* Texto extraído *
**********

Mercoledi, 20, Febbraio
A imprevisibilidade da melhor opção, deixou mesmo para que só no momento após a chegada, acariciados logo pelas memórias de Marco Polo, olhado o céu cinzento e conversando com o vento confirmássemos a escolha do trajecto mais racional até ao primeiro e verdadeiro abraço com Venecia, numa decisão que partindo de várias teóricas alternativas, se resolveu por um percurso marítimo úsando a Línea Arancio até à paragem Rialto no Grande Canal, e aí logo dada a partida para uma primeira meia maratona, enquanto o dia caminhava para o esgotamento, e se elevava o tom das sirenes dos barcos. Uma viagem, ainda abençoada pelo Sol, com os movimentos rítmicos da carreira dos barcos que levam passageiros até ao infinito, e que durou tanto como a ligação entre Géneve e Venecia, mas quase tão dispendiosa como o bilhete de avião!
Logo que pousadas as bagagens rolantes, e saboreadas bolas de sabão prateadas que se evaporavam por entre as cortinas das janelas do quarto debruçado sobre o canal de S.Salvatore, corremos procurando chegar à hora combinada para o aprazado encontro com São Marcos, que nos tinha prometido acompanhar num caffé expresso no Florian, por entre já o negrume da noite.

**********

[Entradas de localização de objetos em imagens]
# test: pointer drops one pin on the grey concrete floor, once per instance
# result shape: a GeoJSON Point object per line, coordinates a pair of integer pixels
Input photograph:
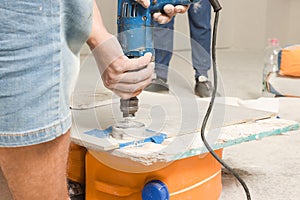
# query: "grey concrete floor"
{"type": "Point", "coordinates": [271, 166]}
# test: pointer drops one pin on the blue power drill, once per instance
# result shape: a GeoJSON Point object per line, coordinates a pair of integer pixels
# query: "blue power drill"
{"type": "Point", "coordinates": [135, 26]}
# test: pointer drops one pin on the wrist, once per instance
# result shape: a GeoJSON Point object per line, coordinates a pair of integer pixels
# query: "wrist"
{"type": "Point", "coordinates": [97, 39]}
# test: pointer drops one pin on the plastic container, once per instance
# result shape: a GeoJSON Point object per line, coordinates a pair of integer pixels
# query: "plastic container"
{"type": "Point", "coordinates": [197, 177]}
{"type": "Point", "coordinates": [270, 63]}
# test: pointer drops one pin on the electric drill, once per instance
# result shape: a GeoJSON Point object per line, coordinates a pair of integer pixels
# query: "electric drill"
{"type": "Point", "coordinates": [135, 33]}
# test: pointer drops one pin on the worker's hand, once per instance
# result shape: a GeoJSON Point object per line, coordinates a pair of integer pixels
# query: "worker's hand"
{"type": "Point", "coordinates": [169, 12]}
{"type": "Point", "coordinates": [125, 77]}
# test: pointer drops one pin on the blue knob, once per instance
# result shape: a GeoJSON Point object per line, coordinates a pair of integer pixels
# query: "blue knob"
{"type": "Point", "coordinates": [155, 190]}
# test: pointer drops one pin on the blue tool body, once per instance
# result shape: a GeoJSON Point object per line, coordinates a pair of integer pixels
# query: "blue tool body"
{"type": "Point", "coordinates": [135, 24]}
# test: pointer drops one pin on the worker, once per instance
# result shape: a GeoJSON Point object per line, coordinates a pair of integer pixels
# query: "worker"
{"type": "Point", "coordinates": [199, 15]}
{"type": "Point", "coordinates": [39, 62]}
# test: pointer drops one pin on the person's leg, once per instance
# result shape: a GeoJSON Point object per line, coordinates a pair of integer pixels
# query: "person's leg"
{"type": "Point", "coordinates": [200, 32]}
{"type": "Point", "coordinates": [37, 172]}
{"type": "Point", "coordinates": [163, 43]}
{"type": "Point", "coordinates": [76, 172]}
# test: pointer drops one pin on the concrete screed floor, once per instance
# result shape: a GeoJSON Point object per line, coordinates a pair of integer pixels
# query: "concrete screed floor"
{"type": "Point", "coordinates": [271, 166]}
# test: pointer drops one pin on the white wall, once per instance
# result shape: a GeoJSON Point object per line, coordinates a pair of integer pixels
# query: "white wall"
{"type": "Point", "coordinates": [244, 24]}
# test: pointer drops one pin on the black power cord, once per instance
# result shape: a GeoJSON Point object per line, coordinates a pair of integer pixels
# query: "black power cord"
{"type": "Point", "coordinates": [217, 8]}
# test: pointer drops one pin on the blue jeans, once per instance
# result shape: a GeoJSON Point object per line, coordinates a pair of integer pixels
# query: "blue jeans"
{"type": "Point", "coordinates": [39, 63]}
{"type": "Point", "coordinates": [200, 37]}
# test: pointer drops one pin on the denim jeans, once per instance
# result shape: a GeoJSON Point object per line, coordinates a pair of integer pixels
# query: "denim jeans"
{"type": "Point", "coordinates": [199, 15]}
{"type": "Point", "coordinates": [39, 63]}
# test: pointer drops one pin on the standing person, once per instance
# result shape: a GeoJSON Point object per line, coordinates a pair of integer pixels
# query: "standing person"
{"type": "Point", "coordinates": [39, 62]}
{"type": "Point", "coordinates": [199, 15]}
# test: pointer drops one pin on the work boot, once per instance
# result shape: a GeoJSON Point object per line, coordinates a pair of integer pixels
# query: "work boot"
{"type": "Point", "coordinates": [203, 87]}
{"type": "Point", "coordinates": [76, 190]}
{"type": "Point", "coordinates": [158, 85]}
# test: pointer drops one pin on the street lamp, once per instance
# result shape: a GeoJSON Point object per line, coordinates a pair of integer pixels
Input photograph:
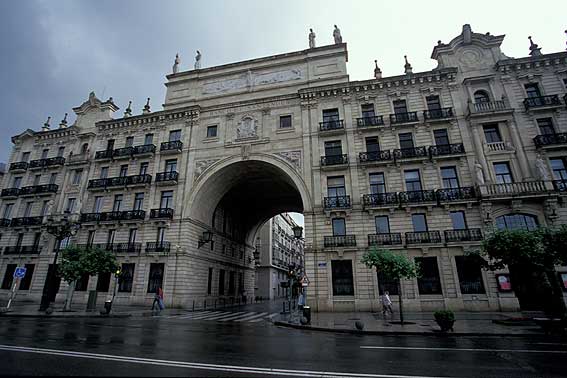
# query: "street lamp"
{"type": "Point", "coordinates": [60, 228]}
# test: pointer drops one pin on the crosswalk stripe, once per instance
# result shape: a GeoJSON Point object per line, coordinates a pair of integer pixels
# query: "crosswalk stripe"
{"type": "Point", "coordinates": [252, 317]}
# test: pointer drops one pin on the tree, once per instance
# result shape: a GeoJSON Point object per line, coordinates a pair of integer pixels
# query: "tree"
{"type": "Point", "coordinates": [77, 262]}
{"type": "Point", "coordinates": [393, 266]}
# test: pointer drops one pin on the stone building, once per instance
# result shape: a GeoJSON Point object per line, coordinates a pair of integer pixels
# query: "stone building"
{"type": "Point", "coordinates": [276, 249]}
{"type": "Point", "coordinates": [425, 163]}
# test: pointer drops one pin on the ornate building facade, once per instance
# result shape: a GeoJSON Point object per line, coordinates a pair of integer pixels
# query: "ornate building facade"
{"type": "Point", "coordinates": [424, 163]}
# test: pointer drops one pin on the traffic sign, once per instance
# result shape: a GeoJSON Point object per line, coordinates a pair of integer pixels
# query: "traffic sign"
{"type": "Point", "coordinates": [20, 272]}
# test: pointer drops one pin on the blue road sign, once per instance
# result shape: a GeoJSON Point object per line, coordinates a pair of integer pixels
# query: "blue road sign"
{"type": "Point", "coordinates": [20, 272]}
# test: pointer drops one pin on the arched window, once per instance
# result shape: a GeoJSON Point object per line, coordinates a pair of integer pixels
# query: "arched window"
{"type": "Point", "coordinates": [516, 222]}
{"type": "Point", "coordinates": [481, 96]}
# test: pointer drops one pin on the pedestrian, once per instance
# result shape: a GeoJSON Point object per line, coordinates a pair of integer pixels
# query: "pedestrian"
{"type": "Point", "coordinates": [386, 304]}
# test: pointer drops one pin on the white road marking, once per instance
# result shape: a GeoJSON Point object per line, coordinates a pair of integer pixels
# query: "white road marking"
{"type": "Point", "coordinates": [200, 366]}
{"type": "Point", "coordinates": [467, 349]}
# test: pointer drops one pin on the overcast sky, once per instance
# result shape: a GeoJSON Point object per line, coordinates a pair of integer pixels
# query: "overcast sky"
{"type": "Point", "coordinates": [55, 52]}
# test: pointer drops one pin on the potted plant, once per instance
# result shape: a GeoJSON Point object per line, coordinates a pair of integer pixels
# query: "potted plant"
{"type": "Point", "coordinates": [445, 319]}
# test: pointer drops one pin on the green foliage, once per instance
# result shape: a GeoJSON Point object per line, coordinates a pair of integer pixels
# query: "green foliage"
{"type": "Point", "coordinates": [77, 261]}
{"type": "Point", "coordinates": [392, 265]}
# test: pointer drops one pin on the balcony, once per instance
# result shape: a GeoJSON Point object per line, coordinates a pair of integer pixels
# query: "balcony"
{"type": "Point", "coordinates": [550, 140]}
{"type": "Point", "coordinates": [423, 237]}
{"type": "Point", "coordinates": [38, 189]}
{"type": "Point", "coordinates": [167, 177]}
{"type": "Point", "coordinates": [446, 150]}
{"type": "Point", "coordinates": [542, 102]}
{"type": "Point", "coordinates": [438, 114]}
{"type": "Point", "coordinates": [417, 196]}
{"type": "Point", "coordinates": [380, 199]}
{"type": "Point", "coordinates": [410, 153]}
{"type": "Point", "coordinates": [162, 246]}
{"type": "Point", "coordinates": [332, 125]}
{"type": "Point", "coordinates": [339, 202]}
{"type": "Point", "coordinates": [465, 193]}
{"type": "Point", "coordinates": [10, 192]}
{"type": "Point", "coordinates": [26, 221]}
{"type": "Point", "coordinates": [20, 166]}
{"type": "Point", "coordinates": [385, 239]}
{"type": "Point", "coordinates": [469, 234]}
{"type": "Point", "coordinates": [339, 241]}
{"type": "Point", "coordinates": [165, 213]}
{"type": "Point", "coordinates": [370, 121]}
{"type": "Point", "coordinates": [375, 156]}
{"type": "Point", "coordinates": [331, 160]}
{"type": "Point", "coordinates": [22, 250]}
{"type": "Point", "coordinates": [171, 147]}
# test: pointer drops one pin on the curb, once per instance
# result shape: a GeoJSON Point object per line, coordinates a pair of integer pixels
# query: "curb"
{"type": "Point", "coordinates": [402, 333]}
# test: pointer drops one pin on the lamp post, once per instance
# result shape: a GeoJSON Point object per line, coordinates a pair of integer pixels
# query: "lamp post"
{"type": "Point", "coordinates": [60, 228]}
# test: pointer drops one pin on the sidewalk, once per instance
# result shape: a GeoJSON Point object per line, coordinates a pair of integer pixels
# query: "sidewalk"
{"type": "Point", "coordinates": [418, 323]}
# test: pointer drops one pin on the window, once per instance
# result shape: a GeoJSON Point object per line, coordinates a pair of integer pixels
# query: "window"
{"type": "Point", "coordinates": [285, 122]}
{"type": "Point", "coordinates": [532, 90]}
{"type": "Point", "coordinates": [25, 283]}
{"type": "Point", "coordinates": [503, 174]}
{"type": "Point", "coordinates": [139, 201]}
{"type": "Point", "coordinates": [516, 222]}
{"type": "Point", "coordinates": [117, 202]}
{"type": "Point", "coordinates": [339, 227]}
{"type": "Point", "coordinates": [372, 145]}
{"type": "Point", "coordinates": [166, 201]}
{"type": "Point", "coordinates": [221, 282]}
{"type": "Point", "coordinates": [470, 276]}
{"type": "Point", "coordinates": [429, 282]}
{"type": "Point", "coordinates": [377, 183]}
{"type": "Point", "coordinates": [382, 224]}
{"type": "Point", "coordinates": [406, 140]}
{"type": "Point", "coordinates": [481, 97]}
{"type": "Point", "coordinates": [458, 219]}
{"type": "Point", "coordinates": [413, 180]}
{"type": "Point", "coordinates": [333, 148]}
{"type": "Point", "coordinates": [545, 126]}
{"type": "Point", "coordinates": [491, 133]}
{"type": "Point", "coordinates": [126, 278]}
{"type": "Point", "coordinates": [77, 174]}
{"type": "Point", "coordinates": [342, 277]}
{"type": "Point", "coordinates": [210, 281]}
{"type": "Point", "coordinates": [156, 277]}
{"type": "Point", "coordinates": [419, 222]}
{"type": "Point", "coordinates": [174, 135]}
{"type": "Point", "coordinates": [450, 178]}
{"type": "Point", "coordinates": [400, 107]}
{"type": "Point", "coordinates": [441, 137]}
{"type": "Point", "coordinates": [212, 131]}
{"type": "Point", "coordinates": [149, 139]}
{"type": "Point", "coordinates": [171, 165]}
{"type": "Point", "coordinates": [97, 208]}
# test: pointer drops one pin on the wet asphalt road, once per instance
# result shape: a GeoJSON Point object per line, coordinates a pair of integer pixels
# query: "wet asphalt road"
{"type": "Point", "coordinates": [172, 346]}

**********

* Tarefas escritas *
#1 Que nomes de lugares (cidades, canais, paragens e estabelecimentos) aparecem no relato da chegada a Veneza? Indique-os todos.
#2 Prossiga o relato da chegada a Veneza a partir da última frase apresentada.
As linhas registadas são material independente do relato da chegada a Veneza.

* Respostas do exercício *
#1 Venecia, Rialto, Grande Canal, Géneve, canal de S.Salvatore, Florian

#2
Pela primeira vez pernoitámos em Venecia, e portanto, na fuga ao esbater do sol para Ocidente sobre o casario de brilhos diurnos, embora então já um pouco baços, vivemos o espaço do êxtase nas escalas onde os cinzentos se esmagam contra as côres vivas dos pigmentos reais, que vimos serem misturados pacientemente com claras de ovo, em caves húmidas, há luz de velas feitas de cera de abelhas negras. Foram as horas então do B&W tentar invadir a cena, pois as sombras são ao mesmo tempo, actores mascarados de negro e pontos brancos que auxiliam a memória aos declamantes para contrariar os improvisos, e como os automatismos deixaram de poder responder às nossas exigências místicas, fizemos a procura dos naipes encartando Valetes com Duques, e Damas com Ases, apoiados por um mini-tripé invisível. Por mais que me tenha esforçado, não consegui no entanto imaginar-me levitado até à Idade Média, e ser conduzido por um codega, umas mais importantes profissões medievas de Venecia, pois eram contratados para com uma lanterna acessa servirem de guia pelos ruas e becos soturnos mostrando o caminho e assegurando protecção contra os ladrões e, dizia-se também contra os demónios! Perguntámos pelos Ladrões, e disseram-nos que hoje em dia andam mascarados de Demónios, e ganham a vida a fazer comícios durante o dia!
Giovedi, 21, Febbraio
Emergindo da abundância medieva que confundia espiritualidade com despotismo, as ruas, becos, pontes e canais de todas as tabelas, estão abertas à invasão dos sorrisos de misturas aromáticas e aos ecos de frases curtas que a cada letra transformam as remadas em recuo nas leis da gravidade, por entre os espasmos bilaterais dei Bricoli onde todos os barcos se amarram, por vezes decorados com faixas bem coloridas.
O dia corre com o aperto dos raios de luz, feito por nuvens especiais que nos borrifavam com folgosos flocos de neve, faz com que os gritos dos artifícios percam as ilusões impressas nas folhas dos mapas de trajectos indirectos, e conduzam as escolhas de cada passo, contrariando as frases já feitas por poetas mascarados, e vendidas a cada esquina dentro de bolhas de vidro dourado.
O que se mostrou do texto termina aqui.